# TRAVAIL À RÉALISER
[1] Pouvez-vous modifier le texte sur le refus de titre de séjour entre "Procédure devant la" et "à l'aide juridique.", bornes comprises, en y mettant "trente jours" à la place de "quinze jours" ?
[2] Pourriez-vous reprendre le texte sur le refus de titre de séjour à la suite de sa dernière phrase pour le prolonger ?

# EXTRAIT DU TEXTE
————————
Vu la procédure suivante :
Procédure contentieuse antérieure :
M. A...B...a demandé au tribunal administratif de Toulouse d'annuler la décision du 8 janvier 2015 par laquelle le préfet de la Haute-Garonne a refusé de lui délivrer un titre de séjour en qualité de salarié.
Par un jugement n° 1500199 du 6 juillet 2017, le tribunal administratif de Toulouse a rejeté sa demande.
Procédure devant la cour :
Par une requête, enregistrée le 4 août 2017, M.B..., représenté par MeC..., demande à la cour :
1°) d'annuler ce jugement du tribunal administratif de Toulouse du 6 juillet 2017 ;
2°) d'annuler la décision contestée du 8 janvier 2015 ;
3°) d'enjoindre au préfet de la Haute-Garonne de lui délivrer un titre de séjour portant la mention " salarié " dans un délai de quinze jours suivant la notification de l'arrêt à intervenir sous astreinte de 100 euros par jour de retard ;
4°) de mettre à la charge de l'Etat le versement, à son conseil, d'une somme de 1 500 euros sur le fondement des dispositions combinées de l'article L. 761-1 du code de justice administrative et du 2ème alinéa de l'article 37 de la loi du 10 juillet 1991 relative à l'aide juridique.
Il soutient que :
- la décision attaquée est insuffisamment motivée au regard de la loi du 11 juillet 1979, notamment en fait ;
- elle est entachée d'un vice de procédure tenant au défaut de saisine de la commission du titre de séjour ;
- il appartenait au préfet de se prononcer sur la demande d'autorisation de travail qu'il avait produite en application de l'article R. 5221-17 du code du travail ;
- la décision en litige méconnaît l'article 3 de l'accord franco-marocain en matière de séjour et d'emploi et procède d'une erreur manifeste d'appréciation de sa situation personnelle ; il était dispensé de la production d'un visa de long séjour dès lors qu'il bénéficiait d'un titre de séjour en qualité de travailleur saisonnier ; le préfet était tenu d'user de son pouvoir discrétionnaire pour lui délivrer un titre de séjour en qualité de salarié ; le tribunal ne s'est pas prononcé sur ce moyen ; il a transmis à l'autorité préfectorale un contrat de travail à durée indéterminée pour un poste de vendeur en boucherie ; ce travail lui a procuré un emploi stable ;
- le préfet a porté une atteinte disproportionnée à son droit au respect de sa vie privée et familiale, tel que garanti par l'article 8 de la convention européenne de sauvegarde des droits de l'homme et des libertés fondamentales, a méconnu l'article le 7° de l'article L. 313-11 du code de l'entrée et du séjour des étrangers et du droit d'asile et a commis une erreur manifeste d'appréciation des conséquences de la décision en litige sur sa situation personnelle ; il est parfaitement inséré en France où il travaille depuis l'année 2012 et a conclu un contrat de travail à durée indéterminée le 14 février 2014 ; il est dépourvu de tout lien familial dans son pays d'origine.
————————
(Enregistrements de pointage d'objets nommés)
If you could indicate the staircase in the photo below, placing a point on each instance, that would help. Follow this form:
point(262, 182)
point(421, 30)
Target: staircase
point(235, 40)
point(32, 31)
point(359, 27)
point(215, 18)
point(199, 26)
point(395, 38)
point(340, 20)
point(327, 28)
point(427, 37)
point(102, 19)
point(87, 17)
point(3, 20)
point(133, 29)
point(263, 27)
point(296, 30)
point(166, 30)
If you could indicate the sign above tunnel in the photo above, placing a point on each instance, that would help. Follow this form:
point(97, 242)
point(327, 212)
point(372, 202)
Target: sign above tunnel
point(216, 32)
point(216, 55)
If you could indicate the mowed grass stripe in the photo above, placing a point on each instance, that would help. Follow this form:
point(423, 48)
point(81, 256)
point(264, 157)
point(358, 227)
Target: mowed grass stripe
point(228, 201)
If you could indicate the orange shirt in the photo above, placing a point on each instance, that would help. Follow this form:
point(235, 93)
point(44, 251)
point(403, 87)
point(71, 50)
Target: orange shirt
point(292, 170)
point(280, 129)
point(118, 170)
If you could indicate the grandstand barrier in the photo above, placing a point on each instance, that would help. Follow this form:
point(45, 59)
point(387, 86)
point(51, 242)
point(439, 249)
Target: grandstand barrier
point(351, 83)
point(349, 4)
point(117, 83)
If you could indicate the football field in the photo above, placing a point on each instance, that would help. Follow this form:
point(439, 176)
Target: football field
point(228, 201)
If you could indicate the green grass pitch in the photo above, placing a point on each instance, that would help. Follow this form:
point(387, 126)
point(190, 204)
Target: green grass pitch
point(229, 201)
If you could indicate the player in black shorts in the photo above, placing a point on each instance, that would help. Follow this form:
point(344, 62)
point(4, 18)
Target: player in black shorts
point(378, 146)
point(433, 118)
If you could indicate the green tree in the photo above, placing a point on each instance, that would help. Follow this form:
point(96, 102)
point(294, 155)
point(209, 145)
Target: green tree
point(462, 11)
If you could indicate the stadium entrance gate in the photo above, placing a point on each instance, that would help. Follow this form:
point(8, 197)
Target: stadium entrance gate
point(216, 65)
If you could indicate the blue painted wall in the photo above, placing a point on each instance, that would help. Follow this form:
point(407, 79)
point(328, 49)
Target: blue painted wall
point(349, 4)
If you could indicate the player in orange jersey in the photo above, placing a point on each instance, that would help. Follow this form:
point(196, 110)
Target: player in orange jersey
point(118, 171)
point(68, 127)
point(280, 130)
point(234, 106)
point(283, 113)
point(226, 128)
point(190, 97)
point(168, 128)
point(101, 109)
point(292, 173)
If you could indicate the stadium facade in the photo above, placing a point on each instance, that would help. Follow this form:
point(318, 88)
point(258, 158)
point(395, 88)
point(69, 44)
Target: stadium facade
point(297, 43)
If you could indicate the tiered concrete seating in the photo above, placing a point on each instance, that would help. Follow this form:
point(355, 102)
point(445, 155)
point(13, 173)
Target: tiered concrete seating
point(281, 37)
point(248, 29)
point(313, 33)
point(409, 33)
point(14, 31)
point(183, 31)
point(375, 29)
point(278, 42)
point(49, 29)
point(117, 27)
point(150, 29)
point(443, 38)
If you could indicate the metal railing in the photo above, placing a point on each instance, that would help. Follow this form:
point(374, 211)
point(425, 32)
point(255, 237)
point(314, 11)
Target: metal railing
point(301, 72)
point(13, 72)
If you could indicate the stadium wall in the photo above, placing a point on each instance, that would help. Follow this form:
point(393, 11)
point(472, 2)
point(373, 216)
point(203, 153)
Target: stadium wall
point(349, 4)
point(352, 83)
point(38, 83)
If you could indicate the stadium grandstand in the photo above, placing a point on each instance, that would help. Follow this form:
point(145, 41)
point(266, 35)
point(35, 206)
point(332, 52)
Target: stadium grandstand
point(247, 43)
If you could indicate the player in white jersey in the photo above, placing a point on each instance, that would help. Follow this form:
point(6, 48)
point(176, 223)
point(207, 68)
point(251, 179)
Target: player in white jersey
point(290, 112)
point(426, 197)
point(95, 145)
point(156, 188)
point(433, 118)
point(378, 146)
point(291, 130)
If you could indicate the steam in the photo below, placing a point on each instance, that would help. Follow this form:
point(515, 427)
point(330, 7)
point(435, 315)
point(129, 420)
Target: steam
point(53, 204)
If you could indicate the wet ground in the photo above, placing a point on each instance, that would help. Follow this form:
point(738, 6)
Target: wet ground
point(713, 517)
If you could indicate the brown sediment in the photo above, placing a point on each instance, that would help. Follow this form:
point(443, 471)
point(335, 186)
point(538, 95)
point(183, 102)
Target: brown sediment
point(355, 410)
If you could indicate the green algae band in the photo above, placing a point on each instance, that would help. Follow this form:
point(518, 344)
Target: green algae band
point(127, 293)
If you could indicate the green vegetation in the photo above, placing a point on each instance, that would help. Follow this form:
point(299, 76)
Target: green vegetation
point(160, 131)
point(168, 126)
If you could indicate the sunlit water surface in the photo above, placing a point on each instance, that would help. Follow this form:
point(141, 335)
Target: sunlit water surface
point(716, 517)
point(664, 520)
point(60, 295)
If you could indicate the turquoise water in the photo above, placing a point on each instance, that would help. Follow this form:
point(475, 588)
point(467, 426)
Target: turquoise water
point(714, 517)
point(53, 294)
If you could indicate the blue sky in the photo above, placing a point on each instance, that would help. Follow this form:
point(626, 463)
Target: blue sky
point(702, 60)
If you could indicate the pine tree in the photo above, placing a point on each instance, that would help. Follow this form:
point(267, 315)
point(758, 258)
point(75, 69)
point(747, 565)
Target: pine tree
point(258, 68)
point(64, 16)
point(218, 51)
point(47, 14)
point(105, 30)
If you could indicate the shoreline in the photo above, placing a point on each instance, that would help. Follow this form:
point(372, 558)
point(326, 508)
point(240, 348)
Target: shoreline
————————
# RÉPONSES ATTENDUES
[1]
Procédure devant la cour :
Par une requête, enregistrée le 4 août 2017, M.B..., représenté par MeC..., demande à la cour :
1°) d'annuler ce jugement du tribunal administratif de Toulouse du 6 juillet 2017 ;
2°) d'annuler la décision contestée du 8 janvier 2015 ;
3°) d'enjoindre au préfet de la Haute-Garonne de lui délivrer un titre de séjour portant la mention " salarié " dans un délai de trente jours suivant la notification de l'arrêt à intervenir sous astreinte de 100 euros par jour de retard ;
4°) de mettre à la charge de l'Etat le versement, à son conseil, d'une somme de 1 500 euros sur le fondement des dispositions combinées de l'article L. 761-1 du code de justice administrative et du 2ème alinéa de l'article 37 de la loi du 10 juillet 1991 relative à l'aide juridique.

[2]
Par un mémoire en défense, enregistré le 9 octobre 2017, le préfet de la Haute-Garonne conclut au rejet de la requête de M.B.... Il soutient qu'aucun des moyens de la requête n'est fondé.
Par ordonnance du 10 octobre 2017, la clôture d'instruction a été fixée en dernier lieu au 25 octobre 2017 à 12 heures.
M. B...a été admis au bénéfice de l'aide juridictionnelle totale par une décision du tribunal de grande instance de Bordeaux du 21 septembre 2017.
Vu les autres pièces du dossier.
Vu :
- la convention européenne de sauvegarde des droits de l'homme et des libertés fondamentales ;
- l'accord franco-marocain du 9 octobre 1987 en matière de séjour et d'emploi ;
- le code de l'entrée et du séjour des étrangers et du droit d'asile ;
- le code des relations entre le public et l'administration ;
- la loi n° 91-647 du 10 juillet 1991 modifiée relative à l'aide juridique ;
- le code de justice administrative.
Le président de la formation de jugement a dispensé le rapporteur public, sur sa proposition, de prononcer des conclusions à l'audience.
Les parties ont été régulièrement averties du jour de l'audience.
Le rapport de M. Laurent Pouget a été entendu au cours de l'audience publique.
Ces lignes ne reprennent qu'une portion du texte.